Enunciado da tarefa: Reescreva a passagem do excerto sobre formação contínua que vai de "A formação contínua, tal" até "o artigo 132º).", trocando "dois anos" por "três anos".

Excerto para leitura:
------

Veja-se, supra, o facto provado B).
A formação contínua, tal como é concebida e regulada nos artigos 131º a 134º do Código do Trabalho (CT) não tem custos legais pré-definidos, nem por trabalhador, nem por tema, nem por espécies de empresas. Pode ser ministrada pelo empregador ou por terceiro acreditado e ser antecipada ou diferida por dois anos, desde que o empregador assegure a formação em cada a ano a pelo menos 10% de todos os trabalhadores. Além disso, as horas obrigatória de formação - 40 por ano ou as proporcionais ao tempo do contrato, no caso do contrato a termo – podem ser utilizadas pelo estudante trabalhador (cf. todo o artigo 132º).
Enfim, são tantas as variáveis, que de modo nenhum era possível concluir, de uma qualquer proposta cuja nota justificativa do preço formulada em conformidade com o mínimo exigido pelo caderno de encargos, a certeza de que o contrato a celebrar, necessariamente, não cumpriria as exigências legais em matéria de formação continua, apesar de a nota justificativa do preço da Recorrente incluir uma verba concreta e aparentemente reduzida para a formação contínua.

------

Itens apresentados:
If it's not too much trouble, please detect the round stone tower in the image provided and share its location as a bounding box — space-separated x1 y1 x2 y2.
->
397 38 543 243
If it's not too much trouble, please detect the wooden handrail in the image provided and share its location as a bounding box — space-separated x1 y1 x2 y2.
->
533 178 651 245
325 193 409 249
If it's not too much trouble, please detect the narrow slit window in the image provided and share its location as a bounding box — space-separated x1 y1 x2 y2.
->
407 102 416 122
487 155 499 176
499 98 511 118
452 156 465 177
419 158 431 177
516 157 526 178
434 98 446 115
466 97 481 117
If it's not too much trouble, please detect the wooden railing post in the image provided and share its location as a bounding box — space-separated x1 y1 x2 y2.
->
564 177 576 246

------

Resposta à tarefa:
A formação contínua, tal como é concebida e regulada nos artigos 131º a 134º do Código do Trabalho (CT) não tem custos legais pré-definidos, nem por trabalhador, nem por tema, nem por espécies de empresas. Pode ser ministrada pelo empregador ou por terceiro acreditado e ser antecipada ou diferida por três anos, desde que o empregador assegure a formação em cada a ano a pelo menos 10% de todos os trabalhadores. Além disso, as horas obrigatória de formação - 40 por ano ou as proporcionais ao tempo do contrato, no caso do contrato a termo – podem ser utilizadas pelo estudante trabalhador (cf. todo o artigo 132º).